--- start of Source records ---
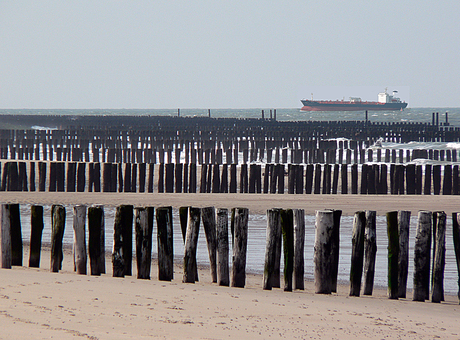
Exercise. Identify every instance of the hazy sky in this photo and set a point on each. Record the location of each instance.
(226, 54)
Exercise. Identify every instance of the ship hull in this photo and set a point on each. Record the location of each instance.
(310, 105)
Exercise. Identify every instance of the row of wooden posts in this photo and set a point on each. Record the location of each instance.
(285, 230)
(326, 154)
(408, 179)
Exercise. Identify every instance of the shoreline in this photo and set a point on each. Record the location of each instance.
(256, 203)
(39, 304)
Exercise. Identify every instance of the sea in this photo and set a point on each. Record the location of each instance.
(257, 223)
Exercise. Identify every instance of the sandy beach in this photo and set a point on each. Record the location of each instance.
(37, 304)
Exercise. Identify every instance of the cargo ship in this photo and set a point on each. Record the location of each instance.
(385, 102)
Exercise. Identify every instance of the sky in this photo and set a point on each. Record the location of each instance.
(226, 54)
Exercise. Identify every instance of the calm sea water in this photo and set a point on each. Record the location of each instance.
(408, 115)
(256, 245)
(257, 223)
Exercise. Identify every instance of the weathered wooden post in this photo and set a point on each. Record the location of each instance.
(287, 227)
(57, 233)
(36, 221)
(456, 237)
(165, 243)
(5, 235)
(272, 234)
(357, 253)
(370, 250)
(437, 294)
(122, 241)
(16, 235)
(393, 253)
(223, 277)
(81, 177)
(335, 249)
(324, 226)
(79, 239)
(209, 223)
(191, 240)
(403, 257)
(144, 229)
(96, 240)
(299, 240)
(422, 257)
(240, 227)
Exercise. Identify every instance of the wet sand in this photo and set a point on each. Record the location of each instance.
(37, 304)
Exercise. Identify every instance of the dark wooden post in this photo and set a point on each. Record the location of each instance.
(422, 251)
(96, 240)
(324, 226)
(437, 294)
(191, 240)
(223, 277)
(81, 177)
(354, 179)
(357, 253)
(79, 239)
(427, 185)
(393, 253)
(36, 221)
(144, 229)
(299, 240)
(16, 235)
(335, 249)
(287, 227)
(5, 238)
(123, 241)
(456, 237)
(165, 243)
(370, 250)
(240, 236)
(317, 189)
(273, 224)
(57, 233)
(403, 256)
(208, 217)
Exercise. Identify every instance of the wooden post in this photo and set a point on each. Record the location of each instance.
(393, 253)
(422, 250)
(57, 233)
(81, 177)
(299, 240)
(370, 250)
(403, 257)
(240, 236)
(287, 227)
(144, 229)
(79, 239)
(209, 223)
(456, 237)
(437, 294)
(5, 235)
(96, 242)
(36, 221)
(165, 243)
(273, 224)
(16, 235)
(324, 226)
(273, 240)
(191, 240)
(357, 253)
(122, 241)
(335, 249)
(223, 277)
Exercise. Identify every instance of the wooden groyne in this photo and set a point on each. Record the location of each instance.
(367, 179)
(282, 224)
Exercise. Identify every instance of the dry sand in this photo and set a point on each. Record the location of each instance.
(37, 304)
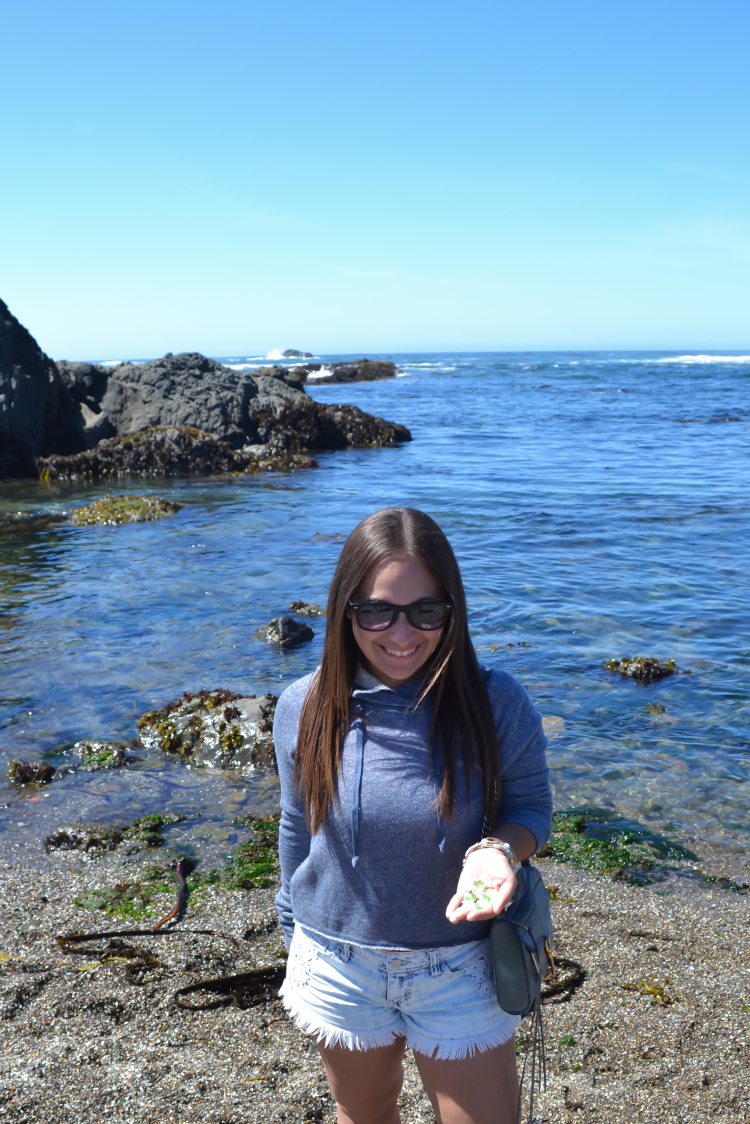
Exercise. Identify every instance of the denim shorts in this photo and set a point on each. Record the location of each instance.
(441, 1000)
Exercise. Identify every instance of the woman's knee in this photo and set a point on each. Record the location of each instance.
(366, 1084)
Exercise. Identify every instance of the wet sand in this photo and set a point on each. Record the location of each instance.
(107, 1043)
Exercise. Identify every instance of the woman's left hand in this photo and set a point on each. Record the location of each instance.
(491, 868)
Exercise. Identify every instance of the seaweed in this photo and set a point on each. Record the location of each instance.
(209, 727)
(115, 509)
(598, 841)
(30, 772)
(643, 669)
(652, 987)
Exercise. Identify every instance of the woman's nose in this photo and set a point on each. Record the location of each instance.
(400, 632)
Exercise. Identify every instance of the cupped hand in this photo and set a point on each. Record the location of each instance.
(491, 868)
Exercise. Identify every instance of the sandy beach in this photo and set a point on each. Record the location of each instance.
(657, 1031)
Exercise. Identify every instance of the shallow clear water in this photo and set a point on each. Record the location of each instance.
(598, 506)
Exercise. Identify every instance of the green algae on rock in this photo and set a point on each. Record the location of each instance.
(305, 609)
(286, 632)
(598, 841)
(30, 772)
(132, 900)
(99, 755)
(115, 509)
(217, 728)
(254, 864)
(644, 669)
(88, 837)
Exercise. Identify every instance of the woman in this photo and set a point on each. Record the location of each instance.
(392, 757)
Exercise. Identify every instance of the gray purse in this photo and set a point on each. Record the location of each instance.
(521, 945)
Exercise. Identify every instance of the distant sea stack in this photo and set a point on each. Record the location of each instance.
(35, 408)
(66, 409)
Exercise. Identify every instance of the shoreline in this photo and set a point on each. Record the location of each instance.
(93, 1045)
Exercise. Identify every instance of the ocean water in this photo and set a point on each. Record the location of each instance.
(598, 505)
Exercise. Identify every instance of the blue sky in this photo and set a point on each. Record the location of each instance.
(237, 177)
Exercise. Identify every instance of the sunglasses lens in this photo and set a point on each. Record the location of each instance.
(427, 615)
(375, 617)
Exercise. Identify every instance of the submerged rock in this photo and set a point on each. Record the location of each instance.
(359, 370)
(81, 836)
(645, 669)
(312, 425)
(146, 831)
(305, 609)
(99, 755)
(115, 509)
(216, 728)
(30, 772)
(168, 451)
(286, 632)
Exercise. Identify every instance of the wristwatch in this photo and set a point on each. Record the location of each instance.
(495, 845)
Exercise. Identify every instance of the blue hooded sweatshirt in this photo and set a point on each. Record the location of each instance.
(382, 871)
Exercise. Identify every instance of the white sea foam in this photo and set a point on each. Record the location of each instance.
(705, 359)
--- end of Source records ---
**Exercise prompt:** Rewrite all of the entries above as a numbered list, one line per item, leaving out blank lines and the pictures.

**Reply:**
1. Exercise. Identify every instance of the hazy sky in this photo and set a point on each. Record the location of each instance.
2. (226, 54)
3. Exercise. Identify every instance of the ship hull in this photo and set a point on each. Record the location of each instance.
4. (310, 105)
5. Exercise. Identify every instance of the row of wooden posts in this photo and set a point on each. Record the location of each instance.
6. (285, 230)
7. (326, 154)
8. (408, 179)
9. Exercise. Identify every instance of the shoreline in this photo and set a point on each. Record the location of each instance.
10. (256, 203)
11. (39, 304)
12. Exercise. Identify every instance of the sea in this photo and set a point on each. Record the location of each instance.
13. (257, 223)
14. Exercise. Identify every instance of the sandy beach in this photo and set a point on each. Record the location of each instance.
15. (37, 304)
16. Exercise. Identify every instance of the cargo ship in this photo and set a point on each. Record the location of each instance.
17. (385, 102)
18. Exercise. Identify every instance of the sky in this photo and set a point on each. Record the location of each instance.
19. (226, 54)
20. Exercise. Identify every instance of the calm sea water in this photo and set a point on each. Record the location of each instance.
21. (408, 115)
22. (256, 245)
23. (257, 223)
24. Exercise. Identify every instance of the weathered wooden post in this photo and set a point on each. Record the location of each instance.
25. (287, 227)
26. (57, 233)
27. (36, 221)
28. (456, 237)
29. (165, 243)
30. (5, 235)
31. (272, 234)
32. (357, 253)
33. (370, 250)
34. (437, 294)
35. (122, 241)
36. (16, 235)
37. (393, 253)
38. (223, 277)
39. (81, 177)
40. (335, 249)
41. (324, 226)
42. (79, 239)
43. (209, 223)
44. (191, 240)
45. (403, 257)
46. (144, 229)
47. (96, 240)
48. (299, 240)
49. (422, 257)
50. (240, 227)
51. Exercise. Identify every instance of the wet sand in this photo and set a point on each. Record the location of each instance.
52. (37, 304)
53. Exercise. Identify every instance of the dark wooden post in this photo and set a point on each. Record the location of each instance.
54. (422, 251)
55. (96, 240)
56. (324, 226)
57. (437, 294)
58. (191, 240)
59. (223, 277)
60. (81, 177)
61. (354, 179)
62. (357, 253)
63. (79, 239)
64. (427, 185)
65. (393, 253)
66. (36, 221)
67. (144, 229)
68. (299, 240)
69. (16, 235)
70. (335, 249)
71. (287, 227)
72. (5, 238)
73. (123, 241)
74. (456, 237)
75. (165, 243)
76. (370, 250)
77. (240, 236)
78. (317, 189)
79. (273, 224)
80. (57, 233)
81. (403, 256)
82. (208, 217)
83. Exercise. Identify every instance of the wooden post in this photo and set a point on each. Record the location of each instance.
84. (393, 253)
85. (422, 250)
86. (57, 233)
87. (81, 177)
88. (299, 240)
89. (370, 250)
90. (403, 257)
91. (240, 236)
92. (287, 227)
93. (144, 229)
94. (79, 239)
95. (209, 223)
96. (456, 237)
97. (437, 294)
98. (5, 235)
99. (96, 242)
100. (36, 221)
101. (165, 243)
102. (273, 224)
103. (16, 235)
104. (324, 226)
105. (273, 240)
106. (191, 240)
107. (357, 253)
108. (122, 241)
109. (335, 249)
110. (223, 277)
111. Exercise. Identify every instance of the wooden groyne in this photo and set a point on each. Record the location of each instance.
112. (367, 179)
113. (282, 224)
114. Exercise. Identify every instance of the dry sand in this photo and set a point on each. Record the location of each instance.
115. (37, 304)
116. Exercise. Identify every instance of the denim shorts in this photo and set a point on each. Record the location of each instance.
117. (441, 1000)
118. Exercise. Identify every instance of the woman's knee in this photo and set a point on each. Record the location of each instance.
119. (366, 1084)
120. Exercise. Identify every instance of the wet sand in this photo and set a point on each. Record the location of each instance.
121. (107, 1043)
122. Exercise. Identify every instance of the woman's left hand in this photo and set a point on each. Record the location of each instance.
123. (491, 868)
124. Exercise. Identify every instance of the seaweed in this photo and set a point on each. Record the location of each instance.
125. (209, 727)
126. (115, 509)
127. (598, 841)
128. (30, 772)
129. (643, 669)
130. (652, 987)
131. Exercise. Identify every instance of the woman's nose in this photo and set a point on each. Record the location of each instance.
132. (400, 632)
133. Exercise. Identify every instance of the cupped hand in this photo and set a point on each. Record the location of each instance.
134. (491, 868)
135. Exercise. Identify every instance of the sandy beach in this photo and set a point on each. Record the location of each instance.
136. (657, 1031)
137. Exercise. Identify every instance of the shallow clear water in this photo and set a point on each. Record the location of each instance.
138. (598, 506)
139. Exercise. Identify every instance of the green algae on rock in this photo and set a point on each. Record the location of each instance.
140. (305, 609)
141. (286, 632)
142. (598, 841)
143. (30, 772)
144. (132, 900)
145. (99, 755)
146. (115, 509)
147. (217, 728)
148. (254, 864)
149. (644, 669)
150. (88, 837)
151. Exercise. Identify every instance of the woman in this photo and set a point on each. Record the location of each instance.
152. (392, 757)
153. Exercise. Identify every instance of the gray purse in this photo and set a point on each. Record the location of each instance.
154. (521, 945)
155. Exercise. Identify every instance of the distant sea stack in this photo and set a point on each. Record the location of each instance.
156. (35, 408)
157. (66, 409)
158. Exercise. Identify every instance of the shoreline in this photo and set a point on each. Record the location of each instance.
159. (93, 1045)
160. Exercise. Identify every instance of the ocean water in this photo and set a point on each. Record the location of each instance.
161. (598, 505)
162. Exercise. Identify every instance of the blue sky in this photo and set a point on each. Record the location of each instance.
163. (237, 177)
164. Exercise. Identify every instance of the sunglasses lens in this photo and set a point on each. Record the location of each instance.
165. (427, 615)
166. (375, 617)
167. Exercise. Identify every instance of the submerged rock in this photo and set a point on each. Record the location of each instance.
168. (359, 370)
169. (81, 836)
170. (645, 669)
171. (312, 425)
172. (146, 831)
173. (305, 609)
174. (99, 755)
175. (115, 509)
176. (216, 728)
177. (30, 772)
178. (168, 451)
179. (286, 632)
180. Exercise. Identify every instance of the wristwatch in this photo and set a point on each. Record the location of each instance.
181. (495, 845)
182. Exercise. Identify every instance of the blue hooded sweatshirt in this photo and set a point on each. Record the location of each instance.
183. (382, 871)
184. Exercise. Identify every instance of the white sea foam in this photo and set a point on each. Record the location of each instance.
185. (705, 359)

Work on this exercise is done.